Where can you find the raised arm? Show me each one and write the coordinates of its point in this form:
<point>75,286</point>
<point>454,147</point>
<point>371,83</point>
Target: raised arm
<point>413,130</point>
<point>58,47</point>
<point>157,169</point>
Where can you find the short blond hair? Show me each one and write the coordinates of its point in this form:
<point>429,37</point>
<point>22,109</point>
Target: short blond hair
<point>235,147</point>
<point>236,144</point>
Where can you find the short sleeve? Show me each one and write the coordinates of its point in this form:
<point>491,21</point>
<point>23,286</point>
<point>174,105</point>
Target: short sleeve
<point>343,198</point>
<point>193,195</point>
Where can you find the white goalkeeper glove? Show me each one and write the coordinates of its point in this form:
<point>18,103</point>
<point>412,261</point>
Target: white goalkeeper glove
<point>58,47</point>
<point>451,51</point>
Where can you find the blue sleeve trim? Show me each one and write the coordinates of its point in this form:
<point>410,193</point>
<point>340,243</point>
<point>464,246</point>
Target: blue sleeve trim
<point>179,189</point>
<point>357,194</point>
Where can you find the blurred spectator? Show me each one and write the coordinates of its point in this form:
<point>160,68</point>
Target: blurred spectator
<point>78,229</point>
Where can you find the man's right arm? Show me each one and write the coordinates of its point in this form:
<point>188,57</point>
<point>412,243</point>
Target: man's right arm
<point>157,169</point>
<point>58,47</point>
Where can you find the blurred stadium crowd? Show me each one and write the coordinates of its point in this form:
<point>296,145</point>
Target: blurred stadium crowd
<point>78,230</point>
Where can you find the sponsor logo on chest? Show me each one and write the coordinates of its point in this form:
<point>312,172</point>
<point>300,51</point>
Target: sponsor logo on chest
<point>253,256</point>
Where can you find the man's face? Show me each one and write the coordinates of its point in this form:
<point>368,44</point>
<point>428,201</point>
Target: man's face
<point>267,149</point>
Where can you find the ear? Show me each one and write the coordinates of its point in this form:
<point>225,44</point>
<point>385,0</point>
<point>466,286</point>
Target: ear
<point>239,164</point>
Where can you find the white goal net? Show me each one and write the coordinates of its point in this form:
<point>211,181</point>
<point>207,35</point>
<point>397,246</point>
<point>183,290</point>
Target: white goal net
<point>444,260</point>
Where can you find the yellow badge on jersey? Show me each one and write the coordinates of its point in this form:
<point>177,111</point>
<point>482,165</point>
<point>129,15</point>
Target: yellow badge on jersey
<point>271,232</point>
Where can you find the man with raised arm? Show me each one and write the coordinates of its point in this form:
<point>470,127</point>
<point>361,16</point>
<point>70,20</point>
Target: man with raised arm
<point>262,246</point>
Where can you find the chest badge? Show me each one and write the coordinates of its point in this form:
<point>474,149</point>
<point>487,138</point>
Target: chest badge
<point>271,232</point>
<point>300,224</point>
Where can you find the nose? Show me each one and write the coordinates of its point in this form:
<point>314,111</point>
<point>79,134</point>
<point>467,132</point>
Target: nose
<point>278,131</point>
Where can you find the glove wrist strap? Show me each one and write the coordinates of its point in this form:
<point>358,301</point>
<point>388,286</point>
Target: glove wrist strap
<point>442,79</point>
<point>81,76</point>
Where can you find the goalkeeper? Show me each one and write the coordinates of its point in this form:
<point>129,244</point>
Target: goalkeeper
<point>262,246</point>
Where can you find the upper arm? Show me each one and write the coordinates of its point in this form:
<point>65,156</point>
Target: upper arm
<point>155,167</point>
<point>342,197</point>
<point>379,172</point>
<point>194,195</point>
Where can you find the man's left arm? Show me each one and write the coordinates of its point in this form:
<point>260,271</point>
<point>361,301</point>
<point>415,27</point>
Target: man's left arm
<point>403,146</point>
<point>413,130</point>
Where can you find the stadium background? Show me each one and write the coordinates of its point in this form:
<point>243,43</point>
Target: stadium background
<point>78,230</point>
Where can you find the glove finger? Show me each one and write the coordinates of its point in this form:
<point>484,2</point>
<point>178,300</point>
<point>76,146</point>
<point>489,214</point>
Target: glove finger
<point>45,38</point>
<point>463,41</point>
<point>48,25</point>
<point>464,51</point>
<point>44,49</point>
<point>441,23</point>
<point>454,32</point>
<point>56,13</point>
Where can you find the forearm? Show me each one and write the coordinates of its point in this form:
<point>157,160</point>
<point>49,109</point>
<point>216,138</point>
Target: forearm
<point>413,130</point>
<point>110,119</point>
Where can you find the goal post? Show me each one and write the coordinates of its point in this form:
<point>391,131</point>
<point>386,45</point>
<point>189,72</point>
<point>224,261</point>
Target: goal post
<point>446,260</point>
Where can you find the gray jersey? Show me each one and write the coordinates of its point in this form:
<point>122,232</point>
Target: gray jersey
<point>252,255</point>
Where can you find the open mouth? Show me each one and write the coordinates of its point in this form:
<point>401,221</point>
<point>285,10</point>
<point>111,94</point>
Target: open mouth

### WORK TO DO
Rename "chest badge" to "jersey crest" wherever it occurs in the listing between the line holding "Where can you find the man with" and the line holding "<point>194,195</point>", inclusive. Reproduce only those lines, with all other text unchanged.

### RIGHT ANSWER
Where can you find the man with raised arm? Show me each one and write the coordinates of its point in this form:
<point>470,127</point>
<point>361,16</point>
<point>70,20</point>
Target: man with raised arm
<point>262,246</point>
Where can you find the jersey crest? Show me each one and write the coordinates of its point in this form:
<point>474,149</point>
<point>487,138</point>
Target: jersey crest
<point>271,232</point>
<point>300,224</point>
Where can you find the nose? Show me each one and write the coordinates of its point in this form:
<point>314,111</point>
<point>79,134</point>
<point>467,132</point>
Target: nose
<point>278,131</point>
Where can you find the glove wrist strap? Show me each one and write the coordinates of its point in this form:
<point>358,301</point>
<point>388,286</point>
Target: glove wrist strap
<point>442,79</point>
<point>81,76</point>
Where can you find the goalkeeper? Show me each one and write the coordinates of its point in this form:
<point>129,244</point>
Target: goalkeeper
<point>262,246</point>
Where can you find the upper arm? Show me each one and write the coordinates of its point in this form:
<point>65,156</point>
Target: upper arm
<point>155,167</point>
<point>342,197</point>
<point>379,172</point>
<point>194,195</point>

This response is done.